*** DATA Section Begins ***

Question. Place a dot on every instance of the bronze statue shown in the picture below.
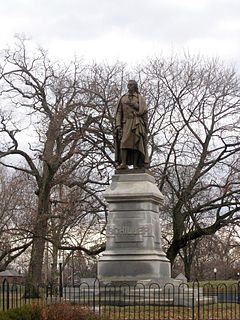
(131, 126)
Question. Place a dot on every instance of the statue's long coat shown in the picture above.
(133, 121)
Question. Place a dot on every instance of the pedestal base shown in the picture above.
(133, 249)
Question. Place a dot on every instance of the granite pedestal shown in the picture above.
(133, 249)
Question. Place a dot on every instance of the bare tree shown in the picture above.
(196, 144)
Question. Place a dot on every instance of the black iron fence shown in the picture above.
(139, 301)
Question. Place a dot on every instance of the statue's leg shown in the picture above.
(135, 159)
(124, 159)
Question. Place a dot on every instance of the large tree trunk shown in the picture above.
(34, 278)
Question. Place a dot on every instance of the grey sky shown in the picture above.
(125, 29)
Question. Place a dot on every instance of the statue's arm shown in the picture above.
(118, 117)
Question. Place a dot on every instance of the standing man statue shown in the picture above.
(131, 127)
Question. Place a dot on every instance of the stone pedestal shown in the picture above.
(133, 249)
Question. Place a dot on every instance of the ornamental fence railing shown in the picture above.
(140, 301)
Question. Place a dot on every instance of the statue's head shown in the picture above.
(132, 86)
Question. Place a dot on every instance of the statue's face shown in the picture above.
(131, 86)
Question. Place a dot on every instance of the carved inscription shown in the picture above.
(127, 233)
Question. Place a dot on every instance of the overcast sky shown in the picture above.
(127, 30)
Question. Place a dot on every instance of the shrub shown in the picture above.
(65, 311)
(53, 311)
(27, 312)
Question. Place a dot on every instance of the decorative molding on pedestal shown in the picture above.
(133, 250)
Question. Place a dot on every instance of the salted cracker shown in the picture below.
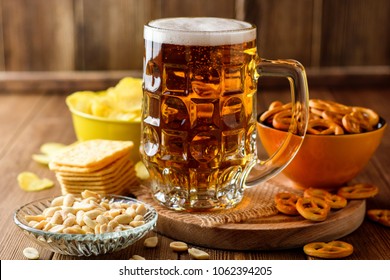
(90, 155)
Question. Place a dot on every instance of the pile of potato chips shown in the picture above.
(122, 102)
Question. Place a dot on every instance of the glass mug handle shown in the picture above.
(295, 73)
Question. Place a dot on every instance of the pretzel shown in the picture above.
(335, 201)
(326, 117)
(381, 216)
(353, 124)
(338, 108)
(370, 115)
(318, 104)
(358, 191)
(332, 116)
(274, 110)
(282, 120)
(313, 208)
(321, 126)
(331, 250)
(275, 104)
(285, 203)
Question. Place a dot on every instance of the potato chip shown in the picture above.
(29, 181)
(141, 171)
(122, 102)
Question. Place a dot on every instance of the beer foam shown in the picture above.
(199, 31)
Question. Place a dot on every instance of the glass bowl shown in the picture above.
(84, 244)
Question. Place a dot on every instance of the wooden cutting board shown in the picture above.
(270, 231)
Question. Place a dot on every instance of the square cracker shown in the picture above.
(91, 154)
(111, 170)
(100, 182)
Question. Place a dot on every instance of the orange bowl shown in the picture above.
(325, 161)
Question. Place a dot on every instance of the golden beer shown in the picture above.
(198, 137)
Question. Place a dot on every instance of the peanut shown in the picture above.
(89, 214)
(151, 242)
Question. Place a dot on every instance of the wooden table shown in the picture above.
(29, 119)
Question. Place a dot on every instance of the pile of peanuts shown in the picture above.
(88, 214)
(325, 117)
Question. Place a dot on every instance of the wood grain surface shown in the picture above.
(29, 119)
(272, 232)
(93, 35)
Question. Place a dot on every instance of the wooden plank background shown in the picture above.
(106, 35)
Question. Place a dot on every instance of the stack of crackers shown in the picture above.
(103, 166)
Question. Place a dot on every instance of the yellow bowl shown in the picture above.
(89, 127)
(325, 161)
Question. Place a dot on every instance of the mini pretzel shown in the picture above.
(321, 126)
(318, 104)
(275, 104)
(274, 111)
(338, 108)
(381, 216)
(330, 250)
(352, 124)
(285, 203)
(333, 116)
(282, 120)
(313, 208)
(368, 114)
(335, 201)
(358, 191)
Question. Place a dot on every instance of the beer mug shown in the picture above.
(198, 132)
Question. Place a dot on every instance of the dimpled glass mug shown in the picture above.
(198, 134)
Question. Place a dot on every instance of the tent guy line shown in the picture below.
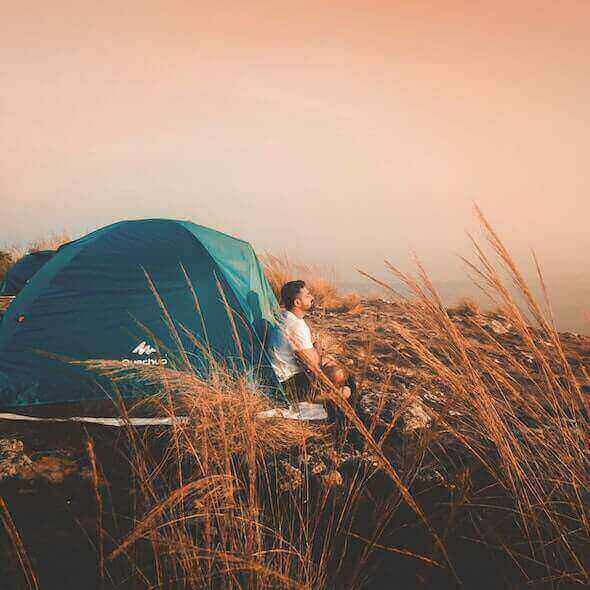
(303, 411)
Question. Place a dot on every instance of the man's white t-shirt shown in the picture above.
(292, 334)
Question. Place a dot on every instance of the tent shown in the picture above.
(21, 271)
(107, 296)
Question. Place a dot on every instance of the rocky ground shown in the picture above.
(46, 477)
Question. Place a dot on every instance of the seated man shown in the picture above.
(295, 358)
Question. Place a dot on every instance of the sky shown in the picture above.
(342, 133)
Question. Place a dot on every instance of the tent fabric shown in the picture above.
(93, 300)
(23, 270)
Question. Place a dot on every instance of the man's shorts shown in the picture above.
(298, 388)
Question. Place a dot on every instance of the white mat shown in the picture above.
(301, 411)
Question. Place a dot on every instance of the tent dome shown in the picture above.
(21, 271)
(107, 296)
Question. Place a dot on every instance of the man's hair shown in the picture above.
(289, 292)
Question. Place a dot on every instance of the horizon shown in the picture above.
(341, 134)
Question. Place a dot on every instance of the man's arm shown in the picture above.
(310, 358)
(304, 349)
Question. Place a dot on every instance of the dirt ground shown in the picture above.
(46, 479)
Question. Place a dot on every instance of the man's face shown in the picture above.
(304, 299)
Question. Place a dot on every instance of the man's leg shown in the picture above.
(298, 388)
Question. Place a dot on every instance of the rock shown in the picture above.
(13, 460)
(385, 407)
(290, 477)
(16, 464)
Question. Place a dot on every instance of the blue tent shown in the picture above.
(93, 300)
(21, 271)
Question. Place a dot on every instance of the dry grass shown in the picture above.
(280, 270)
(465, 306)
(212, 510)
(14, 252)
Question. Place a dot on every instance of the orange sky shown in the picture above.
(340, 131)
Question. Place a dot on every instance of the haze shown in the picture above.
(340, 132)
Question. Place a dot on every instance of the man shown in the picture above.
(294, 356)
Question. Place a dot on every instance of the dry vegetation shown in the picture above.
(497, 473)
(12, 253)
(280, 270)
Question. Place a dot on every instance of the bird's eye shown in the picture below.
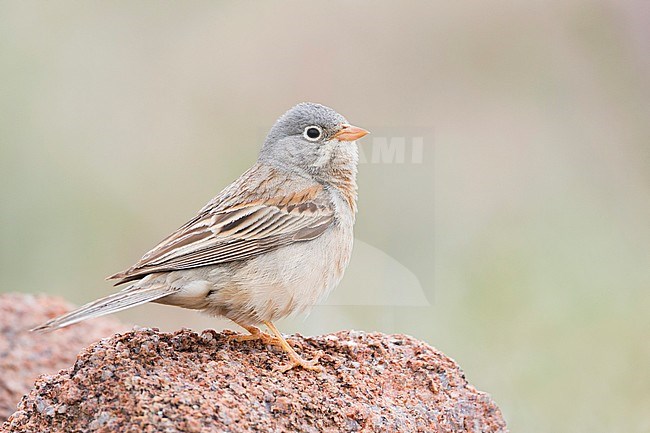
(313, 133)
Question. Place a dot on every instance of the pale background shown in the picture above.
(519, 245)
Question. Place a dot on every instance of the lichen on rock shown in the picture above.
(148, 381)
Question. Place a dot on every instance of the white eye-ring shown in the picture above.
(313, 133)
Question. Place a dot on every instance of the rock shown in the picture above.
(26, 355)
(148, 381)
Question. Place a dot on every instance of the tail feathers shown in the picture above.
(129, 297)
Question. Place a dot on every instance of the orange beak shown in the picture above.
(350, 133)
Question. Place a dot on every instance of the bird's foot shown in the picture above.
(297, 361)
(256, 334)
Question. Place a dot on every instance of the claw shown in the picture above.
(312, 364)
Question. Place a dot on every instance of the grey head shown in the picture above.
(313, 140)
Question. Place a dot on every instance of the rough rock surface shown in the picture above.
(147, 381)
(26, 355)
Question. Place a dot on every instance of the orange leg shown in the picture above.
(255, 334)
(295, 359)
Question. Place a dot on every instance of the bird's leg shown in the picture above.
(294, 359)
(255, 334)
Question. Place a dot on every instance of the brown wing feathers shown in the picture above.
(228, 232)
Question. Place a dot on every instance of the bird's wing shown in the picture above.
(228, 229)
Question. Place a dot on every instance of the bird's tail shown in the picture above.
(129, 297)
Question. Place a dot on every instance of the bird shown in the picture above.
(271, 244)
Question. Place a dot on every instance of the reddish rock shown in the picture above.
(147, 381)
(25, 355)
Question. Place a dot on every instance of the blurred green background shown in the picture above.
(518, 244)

*** DATA Section Ends ***
*** DATA Section Begins ***

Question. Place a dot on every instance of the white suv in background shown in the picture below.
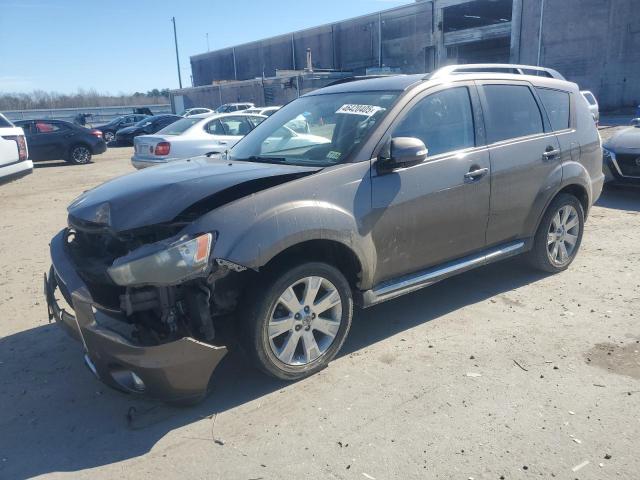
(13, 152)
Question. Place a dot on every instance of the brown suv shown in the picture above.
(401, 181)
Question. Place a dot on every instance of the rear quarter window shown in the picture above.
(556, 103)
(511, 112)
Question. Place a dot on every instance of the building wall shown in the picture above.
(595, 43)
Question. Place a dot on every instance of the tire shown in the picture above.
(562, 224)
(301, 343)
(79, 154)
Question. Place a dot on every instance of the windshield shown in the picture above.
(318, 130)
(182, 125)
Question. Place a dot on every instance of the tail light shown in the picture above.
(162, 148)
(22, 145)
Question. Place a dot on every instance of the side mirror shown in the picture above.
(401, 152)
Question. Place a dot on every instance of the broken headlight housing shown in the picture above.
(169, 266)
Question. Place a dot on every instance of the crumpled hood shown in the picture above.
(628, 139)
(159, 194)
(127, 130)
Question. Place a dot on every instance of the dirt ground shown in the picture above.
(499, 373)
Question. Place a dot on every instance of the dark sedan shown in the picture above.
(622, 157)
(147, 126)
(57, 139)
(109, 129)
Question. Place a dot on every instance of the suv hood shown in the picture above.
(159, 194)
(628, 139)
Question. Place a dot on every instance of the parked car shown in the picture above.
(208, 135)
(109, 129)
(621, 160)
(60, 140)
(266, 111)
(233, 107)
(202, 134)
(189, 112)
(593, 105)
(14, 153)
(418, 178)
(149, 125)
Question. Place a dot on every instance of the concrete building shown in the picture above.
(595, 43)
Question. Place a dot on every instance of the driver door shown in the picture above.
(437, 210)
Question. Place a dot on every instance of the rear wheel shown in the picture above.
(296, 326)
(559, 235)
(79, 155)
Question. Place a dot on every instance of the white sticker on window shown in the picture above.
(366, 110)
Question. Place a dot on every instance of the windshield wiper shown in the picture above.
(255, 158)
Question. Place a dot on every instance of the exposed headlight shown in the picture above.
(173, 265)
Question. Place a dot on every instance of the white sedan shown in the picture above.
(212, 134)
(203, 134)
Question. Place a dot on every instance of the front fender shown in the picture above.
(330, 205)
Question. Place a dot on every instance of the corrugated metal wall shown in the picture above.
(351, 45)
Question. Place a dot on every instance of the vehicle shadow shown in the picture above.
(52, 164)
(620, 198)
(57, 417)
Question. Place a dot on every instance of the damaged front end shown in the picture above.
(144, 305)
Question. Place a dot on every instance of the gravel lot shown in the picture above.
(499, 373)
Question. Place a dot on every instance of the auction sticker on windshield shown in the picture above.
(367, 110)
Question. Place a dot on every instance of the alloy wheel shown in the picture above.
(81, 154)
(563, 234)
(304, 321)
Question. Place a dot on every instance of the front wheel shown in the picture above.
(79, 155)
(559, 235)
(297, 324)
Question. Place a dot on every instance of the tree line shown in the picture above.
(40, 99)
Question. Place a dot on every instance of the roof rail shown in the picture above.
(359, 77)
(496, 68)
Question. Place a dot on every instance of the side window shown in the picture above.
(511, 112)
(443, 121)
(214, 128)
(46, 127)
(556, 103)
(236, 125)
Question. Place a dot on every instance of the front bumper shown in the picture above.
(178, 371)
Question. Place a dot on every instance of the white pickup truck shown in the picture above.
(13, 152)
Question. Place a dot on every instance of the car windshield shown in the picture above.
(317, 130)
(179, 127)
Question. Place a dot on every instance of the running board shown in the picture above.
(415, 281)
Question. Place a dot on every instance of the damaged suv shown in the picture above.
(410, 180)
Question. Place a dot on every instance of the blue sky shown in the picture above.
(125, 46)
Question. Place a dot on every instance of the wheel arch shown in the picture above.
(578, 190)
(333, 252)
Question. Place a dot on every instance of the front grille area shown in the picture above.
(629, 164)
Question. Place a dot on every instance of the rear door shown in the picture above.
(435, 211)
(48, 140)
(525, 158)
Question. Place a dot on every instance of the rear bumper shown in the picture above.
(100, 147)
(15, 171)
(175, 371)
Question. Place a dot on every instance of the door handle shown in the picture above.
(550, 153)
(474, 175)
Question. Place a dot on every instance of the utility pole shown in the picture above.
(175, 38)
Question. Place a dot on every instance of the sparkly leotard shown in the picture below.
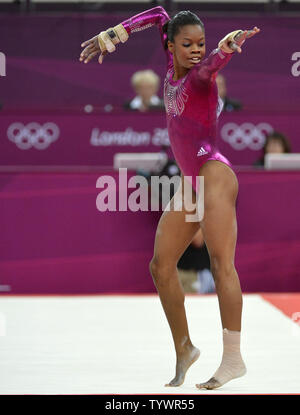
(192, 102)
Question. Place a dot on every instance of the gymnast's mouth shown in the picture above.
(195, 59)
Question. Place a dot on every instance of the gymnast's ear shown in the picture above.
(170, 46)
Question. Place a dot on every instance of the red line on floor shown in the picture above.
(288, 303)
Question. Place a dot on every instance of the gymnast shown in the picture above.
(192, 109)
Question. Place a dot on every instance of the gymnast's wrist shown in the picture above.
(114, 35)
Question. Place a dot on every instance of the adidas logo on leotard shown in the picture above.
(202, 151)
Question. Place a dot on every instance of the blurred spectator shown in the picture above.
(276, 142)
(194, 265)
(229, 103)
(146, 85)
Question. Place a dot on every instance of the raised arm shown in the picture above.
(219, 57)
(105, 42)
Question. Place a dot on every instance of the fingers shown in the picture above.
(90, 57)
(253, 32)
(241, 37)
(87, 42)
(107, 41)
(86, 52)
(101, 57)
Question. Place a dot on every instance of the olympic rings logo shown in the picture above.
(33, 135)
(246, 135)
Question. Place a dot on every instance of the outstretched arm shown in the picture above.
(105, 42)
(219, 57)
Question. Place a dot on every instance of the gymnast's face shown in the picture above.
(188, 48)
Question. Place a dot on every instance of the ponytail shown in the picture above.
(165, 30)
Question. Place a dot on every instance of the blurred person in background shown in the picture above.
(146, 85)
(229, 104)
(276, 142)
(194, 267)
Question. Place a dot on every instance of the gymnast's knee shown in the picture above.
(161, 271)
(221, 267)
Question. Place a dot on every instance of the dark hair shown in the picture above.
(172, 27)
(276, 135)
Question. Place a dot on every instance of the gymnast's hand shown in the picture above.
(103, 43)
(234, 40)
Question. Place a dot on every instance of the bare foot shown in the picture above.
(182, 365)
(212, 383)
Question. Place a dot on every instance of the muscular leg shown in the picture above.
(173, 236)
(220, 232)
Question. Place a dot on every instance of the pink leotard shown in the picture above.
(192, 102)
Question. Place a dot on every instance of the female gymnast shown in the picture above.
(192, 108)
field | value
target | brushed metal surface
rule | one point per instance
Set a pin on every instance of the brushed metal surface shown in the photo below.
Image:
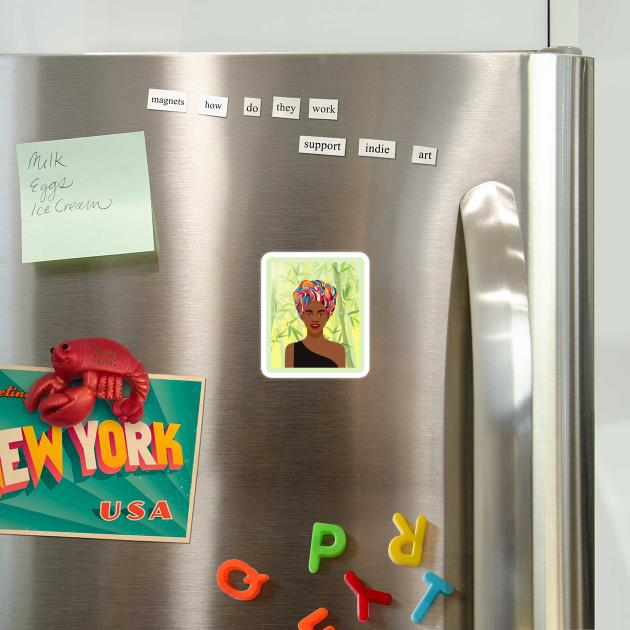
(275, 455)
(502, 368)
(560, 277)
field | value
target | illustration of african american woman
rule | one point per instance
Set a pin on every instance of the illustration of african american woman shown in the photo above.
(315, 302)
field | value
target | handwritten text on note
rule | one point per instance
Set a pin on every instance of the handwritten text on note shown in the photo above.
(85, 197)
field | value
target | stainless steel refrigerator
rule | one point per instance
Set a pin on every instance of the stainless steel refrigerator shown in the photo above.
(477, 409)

*** DATA Section Ends ***
*** DATA Section Begins ***

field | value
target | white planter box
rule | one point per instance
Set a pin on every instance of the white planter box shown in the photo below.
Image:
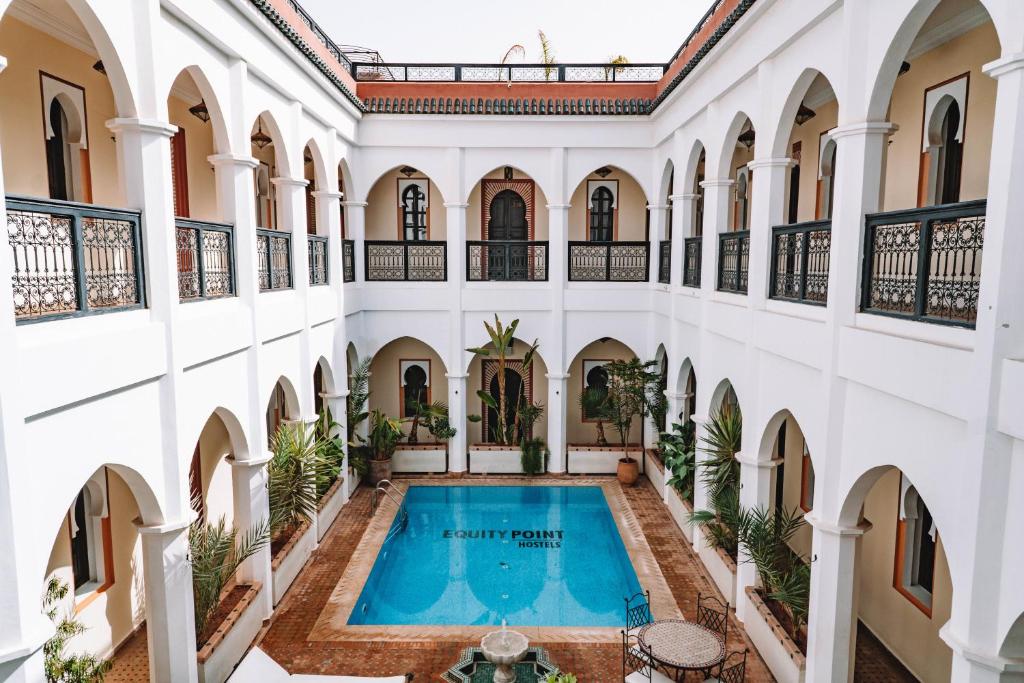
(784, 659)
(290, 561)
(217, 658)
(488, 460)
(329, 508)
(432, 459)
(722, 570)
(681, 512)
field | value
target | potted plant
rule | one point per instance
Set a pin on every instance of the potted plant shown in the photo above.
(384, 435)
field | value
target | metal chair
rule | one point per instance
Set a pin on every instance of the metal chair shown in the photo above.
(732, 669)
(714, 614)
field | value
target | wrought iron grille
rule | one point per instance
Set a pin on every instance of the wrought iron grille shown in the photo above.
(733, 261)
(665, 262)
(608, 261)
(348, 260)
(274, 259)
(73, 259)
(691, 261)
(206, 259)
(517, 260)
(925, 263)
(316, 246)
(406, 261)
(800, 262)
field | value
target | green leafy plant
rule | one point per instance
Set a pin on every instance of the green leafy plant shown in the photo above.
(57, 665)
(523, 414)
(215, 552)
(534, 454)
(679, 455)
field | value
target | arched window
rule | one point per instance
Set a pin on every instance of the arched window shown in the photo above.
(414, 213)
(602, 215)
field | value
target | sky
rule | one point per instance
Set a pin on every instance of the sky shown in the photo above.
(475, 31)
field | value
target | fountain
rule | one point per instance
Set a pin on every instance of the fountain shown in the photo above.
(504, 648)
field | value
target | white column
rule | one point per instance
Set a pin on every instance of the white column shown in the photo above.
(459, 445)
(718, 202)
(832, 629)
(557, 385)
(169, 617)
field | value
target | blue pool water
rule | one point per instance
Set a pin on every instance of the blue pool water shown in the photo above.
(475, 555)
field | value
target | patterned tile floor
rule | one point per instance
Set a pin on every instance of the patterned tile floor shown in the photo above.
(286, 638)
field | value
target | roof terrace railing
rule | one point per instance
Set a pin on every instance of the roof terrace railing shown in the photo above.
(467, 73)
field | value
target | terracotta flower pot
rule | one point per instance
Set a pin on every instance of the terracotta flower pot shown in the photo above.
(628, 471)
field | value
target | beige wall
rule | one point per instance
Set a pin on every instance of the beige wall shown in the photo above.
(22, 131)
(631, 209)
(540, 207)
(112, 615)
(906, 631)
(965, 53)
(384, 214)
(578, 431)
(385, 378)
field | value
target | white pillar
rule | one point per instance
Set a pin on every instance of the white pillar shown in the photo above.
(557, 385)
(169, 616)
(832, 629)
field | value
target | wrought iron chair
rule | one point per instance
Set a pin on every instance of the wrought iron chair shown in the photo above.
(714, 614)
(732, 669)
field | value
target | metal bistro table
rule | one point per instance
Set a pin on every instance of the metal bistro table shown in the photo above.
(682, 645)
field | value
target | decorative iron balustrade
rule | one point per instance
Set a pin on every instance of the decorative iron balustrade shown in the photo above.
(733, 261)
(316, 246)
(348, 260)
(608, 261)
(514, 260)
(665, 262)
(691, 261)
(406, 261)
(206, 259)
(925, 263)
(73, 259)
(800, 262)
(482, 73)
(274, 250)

*** DATA Section Ends ***

(PROBLEM) In the entries above, find each line with the string "brushed" and copy it.

(ANSWER TO THIS PROBLEM)
target | brushed metal surface
Set a pin on every instance of the brushed metal surface shown in the photo below.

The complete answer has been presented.